_WORK REQUEST:_ Except for the pictures, output the records in full and exactly.

•••••

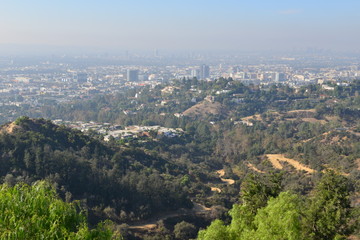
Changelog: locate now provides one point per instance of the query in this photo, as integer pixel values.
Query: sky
(182, 24)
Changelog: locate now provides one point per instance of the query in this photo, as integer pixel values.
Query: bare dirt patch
(314, 120)
(225, 180)
(275, 160)
(252, 167)
(204, 108)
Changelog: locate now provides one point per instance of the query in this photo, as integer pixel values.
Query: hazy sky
(183, 24)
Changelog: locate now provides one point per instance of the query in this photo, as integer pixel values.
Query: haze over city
(95, 26)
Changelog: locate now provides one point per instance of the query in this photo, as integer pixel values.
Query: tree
(184, 230)
(329, 212)
(217, 230)
(35, 212)
(280, 219)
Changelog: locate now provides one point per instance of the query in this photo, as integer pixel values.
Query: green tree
(35, 212)
(328, 216)
(217, 230)
(280, 219)
(184, 230)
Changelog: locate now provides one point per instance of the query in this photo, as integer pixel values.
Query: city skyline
(179, 25)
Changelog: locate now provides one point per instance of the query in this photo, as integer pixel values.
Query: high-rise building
(204, 71)
(132, 75)
(81, 77)
(195, 73)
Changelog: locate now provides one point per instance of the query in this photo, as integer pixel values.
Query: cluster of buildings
(35, 85)
(118, 132)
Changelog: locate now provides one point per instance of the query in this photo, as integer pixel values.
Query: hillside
(205, 109)
(83, 168)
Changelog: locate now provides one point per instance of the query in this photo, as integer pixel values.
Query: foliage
(287, 216)
(35, 212)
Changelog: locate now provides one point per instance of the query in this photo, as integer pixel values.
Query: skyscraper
(132, 75)
(204, 71)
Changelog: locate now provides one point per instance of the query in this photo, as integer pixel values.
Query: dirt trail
(275, 159)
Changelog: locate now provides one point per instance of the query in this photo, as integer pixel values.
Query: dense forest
(268, 162)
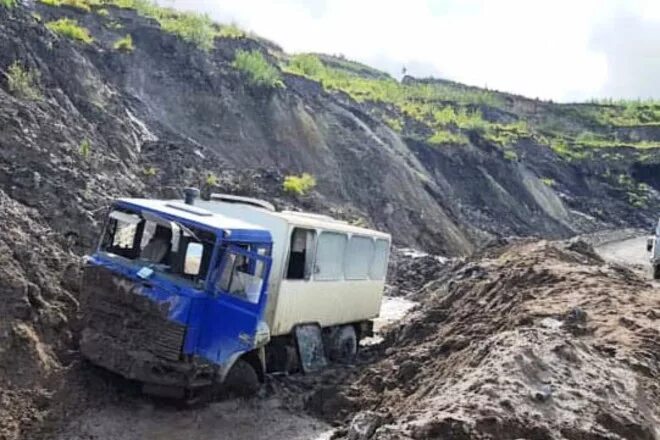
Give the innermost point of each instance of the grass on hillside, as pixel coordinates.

•••••

_ANSWER SECTION:_
Changelog: locate now provides one point per instance of the query in this photo, as integer pixel values.
Query: sky
(182, 24)
Changelog: locate now provides one point per instance of the query in this photo, as integer pixel values.
Query: bare dirt patch
(314, 120)
(225, 180)
(275, 160)
(252, 167)
(204, 108)
Changelog: locate now provides one point per instance of the query in this photo, as integer pixel values.
Query: hazy sky
(183, 24)
Changelog: locate now provides one point per instance of the query in this photo, as integer pixel values.
Query: haze over city
(95, 26)
Changelog: locate now provides one point per instance of the query in this photo, as integer pixel values.
Query: tree
(184, 230)
(329, 212)
(217, 230)
(35, 212)
(280, 219)
Changelog: locate now provides one point per instance of the query in this photo, as integer pixel values.
Query: green tree
(35, 212)
(328, 216)
(217, 230)
(280, 219)
(184, 230)
Changelog: locate now provides one point per instance of the query in this photo, as integer pixel values.
Query: city skyline
(179, 25)
Changelog: locate now provides one point per instance of the query in this photo, as integer pixel values.
Query: high-rise building
(204, 71)
(132, 75)
(81, 77)
(195, 73)
Changelog: locate now provides one point per instance of the query in this photo, as integer pixel values.
Query: cluster of buildings
(35, 85)
(118, 132)
Changelog: locate now provides one point per instance of the query in this photo, as integer pixel values.
Query: hillside
(205, 109)
(83, 168)
Changelog: locate now provides one point per instance of the query in this photo, as integer pixel values.
Query: foliage
(287, 216)
(35, 212)
Changelog: locate now provides one point per instance of the query in this photo, as integer pixel values.
Query: skyscraper
(132, 75)
(204, 71)
Changelog: locate now provides one point per instance of the query in this photo, as integer pixel values.
Query: dirt trail
(275, 159)
Changelog: locate now provides one point per instance of the query in this photo, as integer pixel values.
Query: dense forest
(268, 162)
Give the innermost point of each instance of the grass on hillside, as pixel coordinates.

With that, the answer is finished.